Collected data
- - - - - - -

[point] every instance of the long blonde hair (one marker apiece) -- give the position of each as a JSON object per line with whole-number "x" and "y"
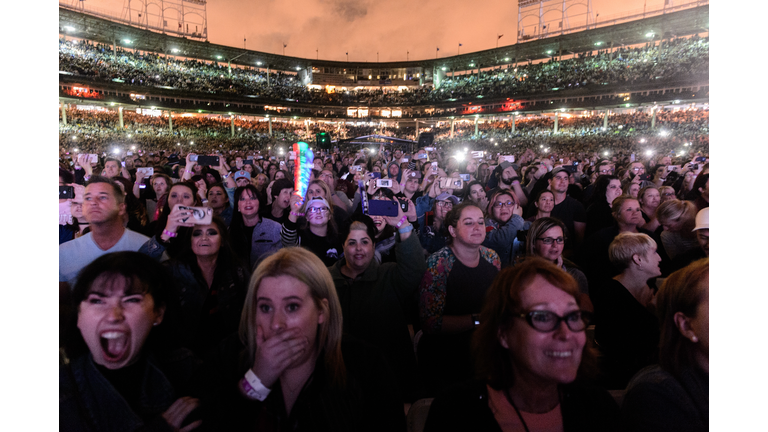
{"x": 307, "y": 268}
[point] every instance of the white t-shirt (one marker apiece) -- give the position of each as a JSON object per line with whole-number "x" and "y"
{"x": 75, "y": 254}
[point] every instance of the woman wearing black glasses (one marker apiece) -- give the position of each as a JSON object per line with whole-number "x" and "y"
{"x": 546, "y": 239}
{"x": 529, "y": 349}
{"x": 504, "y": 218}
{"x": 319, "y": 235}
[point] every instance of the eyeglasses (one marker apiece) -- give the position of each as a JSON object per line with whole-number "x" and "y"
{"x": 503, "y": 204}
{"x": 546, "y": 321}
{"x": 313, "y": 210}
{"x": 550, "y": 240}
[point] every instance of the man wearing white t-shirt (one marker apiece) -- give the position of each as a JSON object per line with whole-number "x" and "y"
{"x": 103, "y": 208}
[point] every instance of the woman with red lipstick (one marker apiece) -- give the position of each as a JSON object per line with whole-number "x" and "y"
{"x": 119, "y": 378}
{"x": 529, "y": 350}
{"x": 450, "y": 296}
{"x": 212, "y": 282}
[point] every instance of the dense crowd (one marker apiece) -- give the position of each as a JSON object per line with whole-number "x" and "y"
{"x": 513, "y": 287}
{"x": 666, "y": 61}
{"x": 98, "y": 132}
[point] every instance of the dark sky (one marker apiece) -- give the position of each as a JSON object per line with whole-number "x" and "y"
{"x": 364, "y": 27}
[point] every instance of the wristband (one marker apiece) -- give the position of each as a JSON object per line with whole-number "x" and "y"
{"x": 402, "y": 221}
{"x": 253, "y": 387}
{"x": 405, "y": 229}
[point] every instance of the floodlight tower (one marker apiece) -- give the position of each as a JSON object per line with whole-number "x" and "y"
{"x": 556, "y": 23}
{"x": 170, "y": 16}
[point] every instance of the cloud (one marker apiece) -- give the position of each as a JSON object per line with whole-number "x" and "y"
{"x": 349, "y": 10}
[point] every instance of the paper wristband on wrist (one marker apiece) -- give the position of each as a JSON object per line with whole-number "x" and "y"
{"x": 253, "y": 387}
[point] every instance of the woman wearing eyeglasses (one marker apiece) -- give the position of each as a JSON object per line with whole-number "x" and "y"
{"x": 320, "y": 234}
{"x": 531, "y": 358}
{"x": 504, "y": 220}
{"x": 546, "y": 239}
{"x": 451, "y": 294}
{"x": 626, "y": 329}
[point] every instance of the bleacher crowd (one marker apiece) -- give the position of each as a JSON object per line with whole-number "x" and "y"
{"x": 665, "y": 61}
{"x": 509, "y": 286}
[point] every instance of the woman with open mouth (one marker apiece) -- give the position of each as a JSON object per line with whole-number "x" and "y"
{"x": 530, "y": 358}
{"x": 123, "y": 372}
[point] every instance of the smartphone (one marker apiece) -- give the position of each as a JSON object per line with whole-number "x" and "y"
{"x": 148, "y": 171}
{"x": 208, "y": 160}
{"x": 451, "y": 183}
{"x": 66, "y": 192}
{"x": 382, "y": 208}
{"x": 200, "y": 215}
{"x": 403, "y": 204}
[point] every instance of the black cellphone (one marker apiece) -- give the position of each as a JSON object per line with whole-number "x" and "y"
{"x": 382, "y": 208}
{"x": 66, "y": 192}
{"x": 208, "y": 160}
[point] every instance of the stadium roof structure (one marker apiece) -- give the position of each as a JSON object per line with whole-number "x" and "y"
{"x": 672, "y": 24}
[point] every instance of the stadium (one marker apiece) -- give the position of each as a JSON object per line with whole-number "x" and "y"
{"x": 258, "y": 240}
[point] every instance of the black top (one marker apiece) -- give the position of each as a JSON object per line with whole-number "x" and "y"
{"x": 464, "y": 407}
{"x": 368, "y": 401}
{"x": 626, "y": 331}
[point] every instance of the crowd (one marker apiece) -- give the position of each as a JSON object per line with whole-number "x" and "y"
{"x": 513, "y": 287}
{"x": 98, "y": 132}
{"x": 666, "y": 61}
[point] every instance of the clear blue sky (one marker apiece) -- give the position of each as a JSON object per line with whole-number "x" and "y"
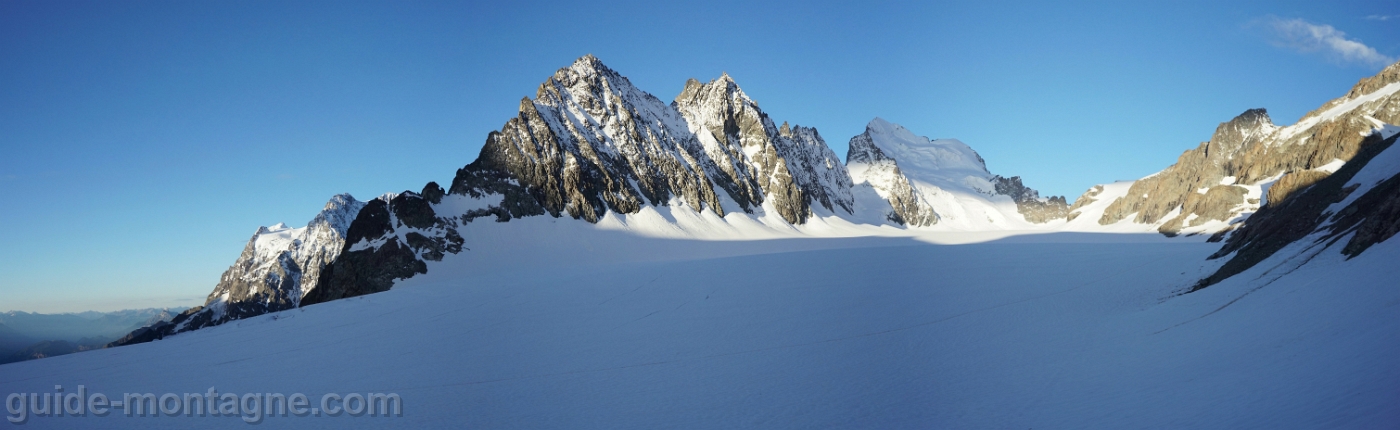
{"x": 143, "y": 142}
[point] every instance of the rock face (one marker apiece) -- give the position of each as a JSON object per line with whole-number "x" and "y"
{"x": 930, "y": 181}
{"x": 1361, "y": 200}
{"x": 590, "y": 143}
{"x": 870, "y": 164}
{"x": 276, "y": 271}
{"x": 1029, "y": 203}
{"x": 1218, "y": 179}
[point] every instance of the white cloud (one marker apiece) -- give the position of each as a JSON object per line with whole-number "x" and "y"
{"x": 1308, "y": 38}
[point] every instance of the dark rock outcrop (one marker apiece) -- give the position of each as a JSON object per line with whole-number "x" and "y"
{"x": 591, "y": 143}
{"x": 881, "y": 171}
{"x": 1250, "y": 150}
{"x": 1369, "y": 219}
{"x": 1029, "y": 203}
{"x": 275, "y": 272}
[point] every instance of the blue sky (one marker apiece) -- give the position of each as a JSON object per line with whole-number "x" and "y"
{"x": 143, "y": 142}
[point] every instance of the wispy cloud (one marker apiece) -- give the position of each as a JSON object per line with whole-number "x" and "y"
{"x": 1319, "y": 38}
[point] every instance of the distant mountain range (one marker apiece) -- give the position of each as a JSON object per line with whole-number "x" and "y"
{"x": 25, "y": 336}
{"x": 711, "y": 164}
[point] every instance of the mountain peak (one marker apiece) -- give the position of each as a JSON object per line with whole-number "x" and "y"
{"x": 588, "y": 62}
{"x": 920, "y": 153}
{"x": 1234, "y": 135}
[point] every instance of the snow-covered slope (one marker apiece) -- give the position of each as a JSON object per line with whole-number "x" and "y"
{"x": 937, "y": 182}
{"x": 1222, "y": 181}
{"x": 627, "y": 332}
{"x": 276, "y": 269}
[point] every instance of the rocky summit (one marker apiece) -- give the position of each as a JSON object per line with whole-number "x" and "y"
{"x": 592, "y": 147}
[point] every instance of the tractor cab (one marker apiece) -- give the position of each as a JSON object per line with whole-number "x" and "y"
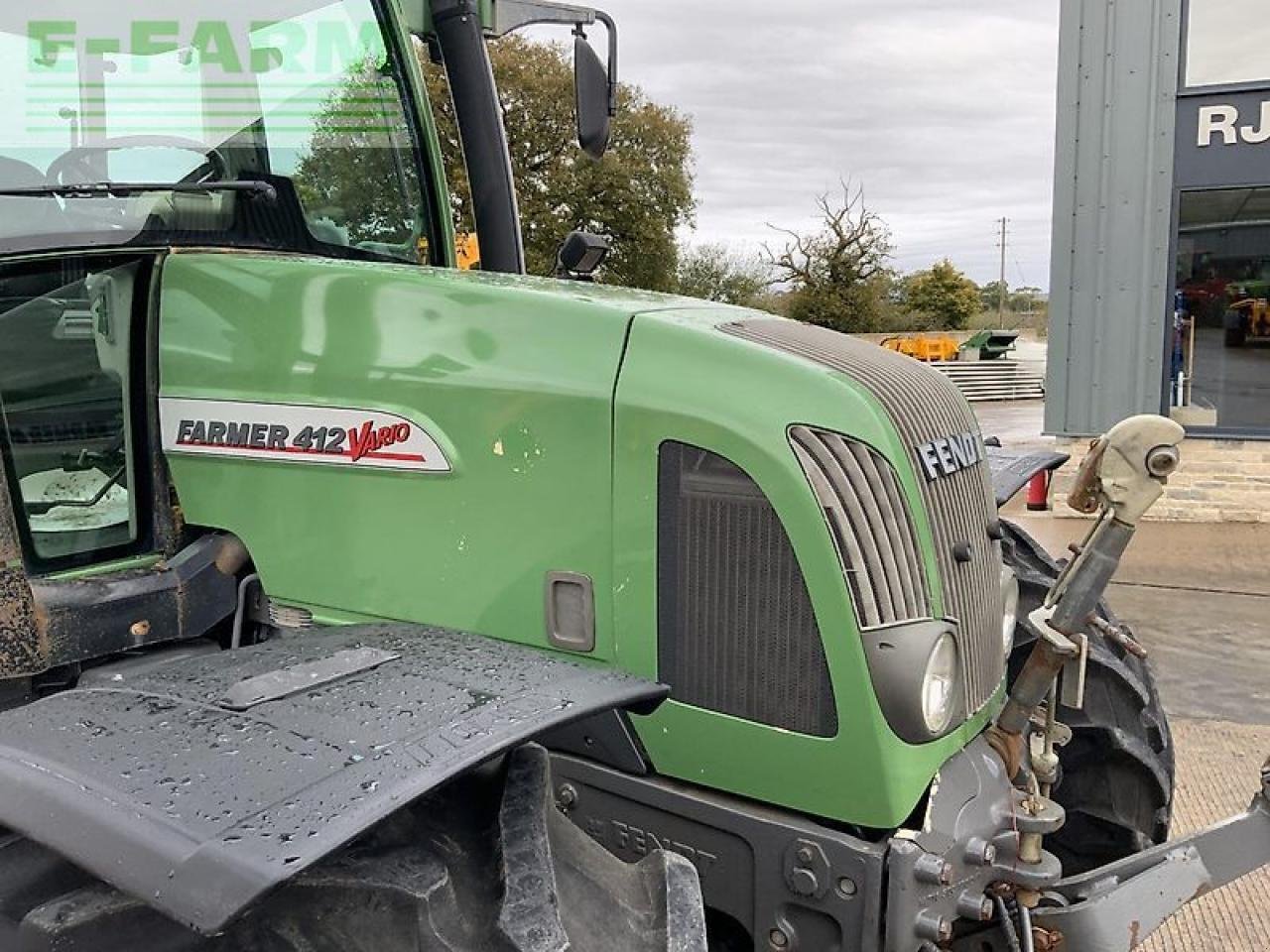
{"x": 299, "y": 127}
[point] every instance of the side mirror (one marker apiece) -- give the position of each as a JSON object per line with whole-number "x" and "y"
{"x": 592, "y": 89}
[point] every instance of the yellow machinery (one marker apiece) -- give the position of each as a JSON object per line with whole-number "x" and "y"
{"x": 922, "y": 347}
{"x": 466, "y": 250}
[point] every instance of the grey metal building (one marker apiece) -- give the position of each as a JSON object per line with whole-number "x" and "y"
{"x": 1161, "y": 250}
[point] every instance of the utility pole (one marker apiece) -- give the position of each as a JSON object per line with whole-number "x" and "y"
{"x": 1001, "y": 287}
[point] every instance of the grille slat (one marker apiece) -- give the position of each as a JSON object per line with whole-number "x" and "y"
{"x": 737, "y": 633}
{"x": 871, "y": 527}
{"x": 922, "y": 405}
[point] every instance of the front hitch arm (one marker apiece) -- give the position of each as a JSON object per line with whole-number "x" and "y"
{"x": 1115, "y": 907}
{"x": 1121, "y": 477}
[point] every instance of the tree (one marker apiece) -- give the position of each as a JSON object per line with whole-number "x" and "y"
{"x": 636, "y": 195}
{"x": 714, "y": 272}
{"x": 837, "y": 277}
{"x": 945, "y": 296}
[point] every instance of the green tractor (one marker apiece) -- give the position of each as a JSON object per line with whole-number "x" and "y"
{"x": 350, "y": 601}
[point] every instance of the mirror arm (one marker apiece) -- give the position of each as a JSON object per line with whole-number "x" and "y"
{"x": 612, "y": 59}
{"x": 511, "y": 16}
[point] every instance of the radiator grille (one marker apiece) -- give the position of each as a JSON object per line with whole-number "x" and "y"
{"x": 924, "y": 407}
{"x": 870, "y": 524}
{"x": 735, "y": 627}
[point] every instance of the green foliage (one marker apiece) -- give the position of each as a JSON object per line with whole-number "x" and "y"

- - - - - - -

◆ Required task ◆
From the line holding "[point] every instance of the front" to the last line of the records, quote each line exactly and add nothing.

◆ Full output ◆
[point] every instance of the front hitch arm (one marker apiece) -- give the position of each as a JSON object per line with whole-number "x" and "y"
{"x": 1115, "y": 907}
{"x": 1121, "y": 477}
[point] every instance of the tree (one marker apiece) -- give the position of each as a JSON object per line with whole-number "x" and "y"
{"x": 636, "y": 195}
{"x": 714, "y": 272}
{"x": 837, "y": 277}
{"x": 945, "y": 296}
[point] every instance of the green tractor (one marker apiece) -- give the position of each as a JSON object per line with whole-number "x" and "y"
{"x": 350, "y": 601}
[point] every instance of the mirror arm (one marker apiece) -- give the position of each as a JSON object per line with whole-number "x" and "y"
{"x": 612, "y": 59}
{"x": 511, "y": 16}
[point] every instance of the radiator grille (one marker apiece) -- give the position of each as a JSON object per line with whole-number "x" and "y"
{"x": 924, "y": 407}
{"x": 870, "y": 524}
{"x": 735, "y": 627}
[point] every instance of the green foliage (one marker apiece) -- give the position of each as a JSON object per line with whole-number "x" and "y"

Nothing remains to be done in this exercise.